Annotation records
━━━━━━━━

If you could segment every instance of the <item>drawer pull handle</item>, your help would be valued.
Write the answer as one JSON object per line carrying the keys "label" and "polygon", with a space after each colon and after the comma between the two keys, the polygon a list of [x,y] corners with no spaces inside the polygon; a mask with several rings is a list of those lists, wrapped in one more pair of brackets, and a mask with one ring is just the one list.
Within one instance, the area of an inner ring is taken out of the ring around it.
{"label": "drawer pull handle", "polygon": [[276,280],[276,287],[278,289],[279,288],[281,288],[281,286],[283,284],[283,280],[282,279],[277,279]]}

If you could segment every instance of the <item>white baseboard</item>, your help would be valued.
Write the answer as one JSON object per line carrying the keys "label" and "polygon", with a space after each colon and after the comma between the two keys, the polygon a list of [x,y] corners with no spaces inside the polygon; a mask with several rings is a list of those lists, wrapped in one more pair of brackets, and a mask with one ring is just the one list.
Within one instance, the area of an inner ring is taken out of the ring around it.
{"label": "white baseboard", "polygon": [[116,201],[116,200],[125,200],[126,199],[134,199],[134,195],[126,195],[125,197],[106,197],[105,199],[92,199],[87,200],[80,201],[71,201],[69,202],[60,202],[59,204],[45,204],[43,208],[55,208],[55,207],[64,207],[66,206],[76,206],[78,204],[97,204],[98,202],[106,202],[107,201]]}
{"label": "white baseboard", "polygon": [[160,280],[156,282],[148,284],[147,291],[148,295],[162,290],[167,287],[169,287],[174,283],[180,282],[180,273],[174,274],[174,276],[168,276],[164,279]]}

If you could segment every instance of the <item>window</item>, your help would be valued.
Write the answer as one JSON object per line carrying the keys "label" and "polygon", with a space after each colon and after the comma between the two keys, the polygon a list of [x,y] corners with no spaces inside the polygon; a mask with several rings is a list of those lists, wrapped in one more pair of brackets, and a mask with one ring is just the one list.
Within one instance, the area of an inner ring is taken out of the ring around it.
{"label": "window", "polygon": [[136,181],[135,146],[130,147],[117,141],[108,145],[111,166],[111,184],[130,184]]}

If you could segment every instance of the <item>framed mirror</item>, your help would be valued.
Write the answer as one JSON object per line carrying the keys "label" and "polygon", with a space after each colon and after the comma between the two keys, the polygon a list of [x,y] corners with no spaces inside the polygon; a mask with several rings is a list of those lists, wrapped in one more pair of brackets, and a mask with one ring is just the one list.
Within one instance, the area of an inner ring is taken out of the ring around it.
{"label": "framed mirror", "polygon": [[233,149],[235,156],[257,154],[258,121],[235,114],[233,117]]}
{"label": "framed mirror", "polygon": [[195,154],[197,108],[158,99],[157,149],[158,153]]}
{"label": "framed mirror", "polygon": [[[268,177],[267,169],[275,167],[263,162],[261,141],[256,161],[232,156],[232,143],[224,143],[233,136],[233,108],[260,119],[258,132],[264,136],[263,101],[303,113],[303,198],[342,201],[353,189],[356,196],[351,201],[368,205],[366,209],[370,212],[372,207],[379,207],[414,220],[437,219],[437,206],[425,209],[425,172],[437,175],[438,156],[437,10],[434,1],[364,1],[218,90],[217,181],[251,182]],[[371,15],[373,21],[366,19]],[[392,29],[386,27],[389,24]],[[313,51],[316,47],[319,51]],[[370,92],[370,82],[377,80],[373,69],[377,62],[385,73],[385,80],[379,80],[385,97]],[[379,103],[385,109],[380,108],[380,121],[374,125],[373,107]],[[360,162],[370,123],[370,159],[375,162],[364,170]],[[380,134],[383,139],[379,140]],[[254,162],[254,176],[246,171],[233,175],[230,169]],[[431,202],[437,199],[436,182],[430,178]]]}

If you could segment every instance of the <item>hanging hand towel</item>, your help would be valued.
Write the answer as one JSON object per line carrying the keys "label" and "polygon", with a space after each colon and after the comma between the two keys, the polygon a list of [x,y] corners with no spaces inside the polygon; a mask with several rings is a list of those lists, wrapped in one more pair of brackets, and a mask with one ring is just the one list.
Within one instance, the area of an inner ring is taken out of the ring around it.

━━━━━━━━

**Objective**
Go through the records and print each one exactly.

**Expected output**
If you could segment every instance of the <item>drawer pull handle</item>, your help would be valued.
Write the answer as one JSON object per line carrying the keys "label" and "polygon", with a space after each colon and after the comma between the two keys, the polygon a list of [x,y] corners with no spaces inside the polygon; a mask with several rings is a list of those lists, wrapped in one more pair of brackets, and a mask with one ring is just the one list.
Within one instance, the area of an inner ring is taken out of the ring around it.
{"label": "drawer pull handle", "polygon": [[276,280],[276,287],[278,289],[279,288],[281,288],[281,286],[283,284],[283,280],[282,279],[277,279]]}

If you could segment every instance of the <item>white baseboard</item>, your help would be valued.
Write the answer as one JSON object per line carrying the keys "label" and "polygon", with a space after each colon and after the comma between the two keys, the polygon a list of [x,y] corners with no spaces inside the polygon; a mask with several rings is a list of those lists, wrapped in one more pair of brackets, and a mask with one ring is just the one list.
Within one instance, the area of an inner ring is taken out of the ring around it.
{"label": "white baseboard", "polygon": [[116,201],[116,200],[125,200],[126,199],[134,199],[134,195],[126,195],[125,197],[106,197],[105,199],[92,199],[87,200],[80,201],[71,201],[69,202],[60,202],[59,204],[45,204],[43,208],[55,208],[55,207],[64,207],[66,206],[76,206],[78,204],[97,204],[98,202],[106,202],[107,201]]}
{"label": "white baseboard", "polygon": [[160,280],[156,282],[148,284],[147,291],[148,295],[162,290],[167,287],[169,287],[174,283],[180,282],[180,273],[174,274],[174,276],[168,276],[164,279]]}

If you could segment every instance of the <item>window</item>, your help would be valued.
Write the answer as one JSON object per line carrying the keys "label" and "polygon", with a space after each colon and after the comma between the two keys, the polygon a list of [x,y] corners with no spaces inside the polygon; a mask with several rings is a list of those lists, wrapped in one more pair of brackets, and a mask with one ring is just the one list.
Within one instance, the area of an inner ring is taken out of the ring around it.
{"label": "window", "polygon": [[136,181],[135,146],[130,147],[117,141],[108,145],[111,166],[111,184],[130,184]]}

If you could segment every instance of the <item>framed mirror</item>, your help would be valued.
Write the answer as one JSON object per line carrying the keys "label" and "polygon", with a space after each colon and after the comma between the two keys, the polygon a list of [x,y] corners with no spaces inside the polygon; a mask with several rings is a list of those lists, wrapped in one more pair of brackets, and a mask with one ring is just the one list.
Within one instance, the area of an inner ring is taken out of the ring around it.
{"label": "framed mirror", "polygon": [[233,149],[235,156],[257,154],[258,121],[235,114],[233,117]]}
{"label": "framed mirror", "polygon": [[195,154],[197,108],[158,99],[157,149],[158,153]]}
{"label": "framed mirror", "polygon": [[[268,177],[267,169],[275,167],[263,162],[261,141],[256,161],[232,156],[232,143],[224,143],[233,136],[233,108],[260,119],[258,132],[264,136],[263,101],[303,113],[303,198],[342,201],[353,189],[356,196],[351,201],[368,205],[366,209],[370,212],[372,207],[379,207],[414,220],[437,219],[437,206],[425,209],[425,172],[437,175],[438,156],[437,10],[434,1],[364,1],[218,90],[217,181],[251,182]],[[371,15],[373,21],[366,19]],[[392,29],[386,27],[389,24]],[[313,51],[316,47],[319,51]],[[370,92],[370,82],[377,80],[373,69],[377,62],[385,73],[385,80],[379,80],[385,97]],[[379,103],[385,109],[380,108],[380,121],[374,125],[373,107]],[[360,162],[370,123],[370,159],[375,162],[364,170]],[[380,134],[383,139],[379,140]],[[254,162],[254,176],[246,171],[233,175],[230,169]],[[431,202],[437,199],[436,182],[430,178]]]}

If you could segment every instance of the <item>hanging hand towel</item>, your help would be valued.
Write the answer as one JSON object per line carrying the keys "label" and "polygon", with a space after each colon and after the comma between the two keys, the polygon a list of [x,y] corners with no spaces inside the polygon; a mask with several rings is a list of those lists, wrapped in one more pair of brackets, and a mask with one ring is just the one list.
Within one instance, the area of an inner ring is taken out of the ring around it.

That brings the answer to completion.